Set out the lines of the records as a Markdown table with columns No. and Entry. Begin at the line that has "pick out the paper" and stop after the last line of the records, including both ends, numbering each row and leaving out blank lines.

##### DATA SHOWN

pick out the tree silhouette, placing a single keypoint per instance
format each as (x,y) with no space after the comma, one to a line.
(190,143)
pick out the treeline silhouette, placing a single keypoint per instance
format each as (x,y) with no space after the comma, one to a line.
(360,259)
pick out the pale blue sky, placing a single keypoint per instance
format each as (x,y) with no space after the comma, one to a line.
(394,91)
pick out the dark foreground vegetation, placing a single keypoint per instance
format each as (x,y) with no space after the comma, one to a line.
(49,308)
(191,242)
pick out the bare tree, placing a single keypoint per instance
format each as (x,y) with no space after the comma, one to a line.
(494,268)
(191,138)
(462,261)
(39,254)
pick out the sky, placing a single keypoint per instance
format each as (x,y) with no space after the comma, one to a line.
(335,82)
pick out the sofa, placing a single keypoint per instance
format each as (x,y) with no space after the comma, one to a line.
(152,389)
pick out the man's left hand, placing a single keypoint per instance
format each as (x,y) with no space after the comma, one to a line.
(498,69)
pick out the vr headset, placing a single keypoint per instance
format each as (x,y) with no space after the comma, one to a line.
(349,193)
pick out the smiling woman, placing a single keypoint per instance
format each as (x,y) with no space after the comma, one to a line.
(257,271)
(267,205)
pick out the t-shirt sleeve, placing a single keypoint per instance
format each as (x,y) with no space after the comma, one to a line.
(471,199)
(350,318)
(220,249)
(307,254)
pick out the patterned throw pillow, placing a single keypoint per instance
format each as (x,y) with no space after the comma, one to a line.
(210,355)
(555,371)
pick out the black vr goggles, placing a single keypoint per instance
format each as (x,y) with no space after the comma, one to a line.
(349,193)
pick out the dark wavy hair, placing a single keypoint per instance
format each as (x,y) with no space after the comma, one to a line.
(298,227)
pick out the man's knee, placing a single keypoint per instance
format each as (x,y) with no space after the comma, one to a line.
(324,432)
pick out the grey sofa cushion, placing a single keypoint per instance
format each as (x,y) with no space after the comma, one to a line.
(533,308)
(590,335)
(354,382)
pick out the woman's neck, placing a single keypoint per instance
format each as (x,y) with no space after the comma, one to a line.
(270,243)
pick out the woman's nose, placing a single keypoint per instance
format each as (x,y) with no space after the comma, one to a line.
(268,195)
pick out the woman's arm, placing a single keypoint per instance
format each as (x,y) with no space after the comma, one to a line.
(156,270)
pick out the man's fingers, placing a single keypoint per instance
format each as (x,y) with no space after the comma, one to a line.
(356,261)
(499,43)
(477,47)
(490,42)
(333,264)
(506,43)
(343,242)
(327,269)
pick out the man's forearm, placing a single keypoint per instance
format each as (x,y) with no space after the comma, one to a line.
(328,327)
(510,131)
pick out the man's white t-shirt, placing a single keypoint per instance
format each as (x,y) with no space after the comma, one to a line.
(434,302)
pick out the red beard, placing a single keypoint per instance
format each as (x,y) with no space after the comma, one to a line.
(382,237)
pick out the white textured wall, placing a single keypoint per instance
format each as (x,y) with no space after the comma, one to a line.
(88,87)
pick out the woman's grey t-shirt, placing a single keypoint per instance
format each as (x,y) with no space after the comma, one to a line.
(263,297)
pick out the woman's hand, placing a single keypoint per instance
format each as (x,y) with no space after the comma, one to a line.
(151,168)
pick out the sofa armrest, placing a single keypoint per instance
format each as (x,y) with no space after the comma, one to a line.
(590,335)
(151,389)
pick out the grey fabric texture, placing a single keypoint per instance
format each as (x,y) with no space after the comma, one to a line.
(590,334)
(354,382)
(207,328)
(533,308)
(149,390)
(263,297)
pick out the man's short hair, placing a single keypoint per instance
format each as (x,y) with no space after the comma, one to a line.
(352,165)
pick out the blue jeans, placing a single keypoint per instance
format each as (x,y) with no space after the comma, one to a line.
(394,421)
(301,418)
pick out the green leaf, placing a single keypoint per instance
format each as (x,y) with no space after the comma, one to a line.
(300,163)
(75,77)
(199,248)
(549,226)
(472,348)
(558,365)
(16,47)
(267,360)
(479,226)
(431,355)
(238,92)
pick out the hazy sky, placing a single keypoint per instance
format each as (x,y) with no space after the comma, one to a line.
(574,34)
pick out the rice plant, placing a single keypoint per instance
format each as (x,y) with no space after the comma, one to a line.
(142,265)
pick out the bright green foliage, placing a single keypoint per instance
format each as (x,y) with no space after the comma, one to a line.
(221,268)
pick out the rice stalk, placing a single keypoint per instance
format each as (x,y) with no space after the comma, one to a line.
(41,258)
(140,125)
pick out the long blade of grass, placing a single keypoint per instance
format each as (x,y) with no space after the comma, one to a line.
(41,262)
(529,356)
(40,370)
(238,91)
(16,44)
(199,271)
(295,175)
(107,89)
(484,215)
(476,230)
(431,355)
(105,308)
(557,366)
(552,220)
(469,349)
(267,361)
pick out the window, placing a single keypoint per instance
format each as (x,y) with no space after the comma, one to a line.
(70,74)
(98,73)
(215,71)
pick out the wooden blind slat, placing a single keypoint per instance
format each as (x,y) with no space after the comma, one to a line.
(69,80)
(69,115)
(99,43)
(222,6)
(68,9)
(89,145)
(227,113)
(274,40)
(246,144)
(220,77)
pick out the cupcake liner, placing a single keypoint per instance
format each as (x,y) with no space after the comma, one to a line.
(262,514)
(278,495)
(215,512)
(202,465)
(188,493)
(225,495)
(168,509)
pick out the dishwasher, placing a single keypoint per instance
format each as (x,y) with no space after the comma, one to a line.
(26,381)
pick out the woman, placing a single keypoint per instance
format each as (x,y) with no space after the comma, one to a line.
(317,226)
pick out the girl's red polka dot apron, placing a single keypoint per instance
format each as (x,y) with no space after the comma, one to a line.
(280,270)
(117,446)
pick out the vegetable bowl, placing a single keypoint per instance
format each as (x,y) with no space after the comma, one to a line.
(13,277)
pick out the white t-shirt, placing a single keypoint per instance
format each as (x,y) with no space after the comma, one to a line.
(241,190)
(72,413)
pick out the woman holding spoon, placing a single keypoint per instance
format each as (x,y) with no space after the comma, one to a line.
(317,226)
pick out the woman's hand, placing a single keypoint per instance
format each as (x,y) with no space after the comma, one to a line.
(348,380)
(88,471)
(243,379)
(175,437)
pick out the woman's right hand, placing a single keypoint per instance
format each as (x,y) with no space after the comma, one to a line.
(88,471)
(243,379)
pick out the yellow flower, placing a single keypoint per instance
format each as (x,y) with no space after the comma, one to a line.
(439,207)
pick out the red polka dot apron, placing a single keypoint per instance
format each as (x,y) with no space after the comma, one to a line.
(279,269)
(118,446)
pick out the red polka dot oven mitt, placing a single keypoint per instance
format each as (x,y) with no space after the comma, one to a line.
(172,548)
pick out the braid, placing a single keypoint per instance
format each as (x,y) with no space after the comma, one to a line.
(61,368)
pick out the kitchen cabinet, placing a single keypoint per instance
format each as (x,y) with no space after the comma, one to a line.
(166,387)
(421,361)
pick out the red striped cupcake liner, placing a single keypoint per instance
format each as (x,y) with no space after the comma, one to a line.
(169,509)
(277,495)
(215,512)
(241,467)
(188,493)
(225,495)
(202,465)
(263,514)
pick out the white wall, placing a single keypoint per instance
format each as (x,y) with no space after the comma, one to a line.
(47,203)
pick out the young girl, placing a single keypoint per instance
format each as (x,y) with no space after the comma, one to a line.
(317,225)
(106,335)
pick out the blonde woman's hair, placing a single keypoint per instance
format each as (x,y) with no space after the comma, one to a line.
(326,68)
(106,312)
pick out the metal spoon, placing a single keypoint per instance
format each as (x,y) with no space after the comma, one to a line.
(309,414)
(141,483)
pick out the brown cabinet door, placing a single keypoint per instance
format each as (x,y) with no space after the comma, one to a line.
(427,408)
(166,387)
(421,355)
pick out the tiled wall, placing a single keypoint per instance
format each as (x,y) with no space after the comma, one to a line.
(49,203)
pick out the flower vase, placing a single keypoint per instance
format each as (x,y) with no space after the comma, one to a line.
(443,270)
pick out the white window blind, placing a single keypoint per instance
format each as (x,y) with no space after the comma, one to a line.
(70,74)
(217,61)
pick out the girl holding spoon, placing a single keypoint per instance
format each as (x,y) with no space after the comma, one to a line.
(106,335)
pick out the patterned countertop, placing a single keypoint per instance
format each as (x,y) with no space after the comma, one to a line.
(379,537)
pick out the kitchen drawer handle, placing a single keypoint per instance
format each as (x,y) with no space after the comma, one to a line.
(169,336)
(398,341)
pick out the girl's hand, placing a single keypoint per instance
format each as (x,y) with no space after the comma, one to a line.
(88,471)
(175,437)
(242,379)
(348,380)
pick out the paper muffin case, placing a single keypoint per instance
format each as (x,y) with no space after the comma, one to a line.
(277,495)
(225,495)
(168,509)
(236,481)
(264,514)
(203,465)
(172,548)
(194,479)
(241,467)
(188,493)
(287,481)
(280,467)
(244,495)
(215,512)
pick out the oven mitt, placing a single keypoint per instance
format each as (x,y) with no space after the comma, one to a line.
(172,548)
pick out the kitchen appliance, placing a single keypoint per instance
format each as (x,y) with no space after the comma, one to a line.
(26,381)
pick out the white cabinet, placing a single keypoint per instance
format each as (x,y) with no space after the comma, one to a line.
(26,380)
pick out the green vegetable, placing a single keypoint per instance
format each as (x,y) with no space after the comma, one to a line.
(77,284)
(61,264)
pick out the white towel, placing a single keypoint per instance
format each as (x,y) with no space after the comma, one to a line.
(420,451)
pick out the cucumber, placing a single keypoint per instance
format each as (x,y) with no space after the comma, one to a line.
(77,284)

##########

CORRECT ANSWER =
| No. | Entry |
|---|---|
| 1 | pick out the paper muffin case, placing a single keypoint per instance |
| 2 | format each as (x,y) with no space after the comma, one to a line. |
| 3 | (277,495) |
| 4 | (225,495) |
| 5 | (168,509) |
| 6 | (236,481) |
| 7 | (264,514) |
| 8 | (203,465) |
| 9 | (172,548) |
| 10 | (194,479) |
| 11 | (241,467) |
| 12 | (188,493) |
| 13 | (287,481) |
| 14 | (280,467) |
| 15 | (244,495) |
| 16 | (215,512) |
| 17 | pick out the oven mitt, placing a single keypoint per instance |
| 18 | format each as (x,y) with no space after the comma, one to a line. |
| 19 | (172,548) |
| 20 | pick out the kitchen appliance, placing a single keypoint per instance |
| 21 | format each as (x,y) with no space after the comma, one to a line. |
| 22 | (26,381) |
| 23 | pick out the white cabinet, placing a single keypoint per instance |
| 24 | format each as (x,y) with no space after the comma, one to a line. |
| 25 | (26,380) |
| 26 | pick out the green vegetable, placing a single keypoint per instance |
| 27 | format each as (x,y) with no space after the comma, one to a line. |
| 28 | (77,284) |
| 29 | (61,264) |
| 30 | pick out the white towel, placing a single keypoint per instance |
| 31 | format each as (x,y) with no space after the comma, one to a line. |
| 32 | (420,451) |
| 33 | pick out the cucumber, placing a single keypoint per instance |
| 34 | format each as (x,y) with no space after the comma, one to a line. |
| 35 | (77,284) |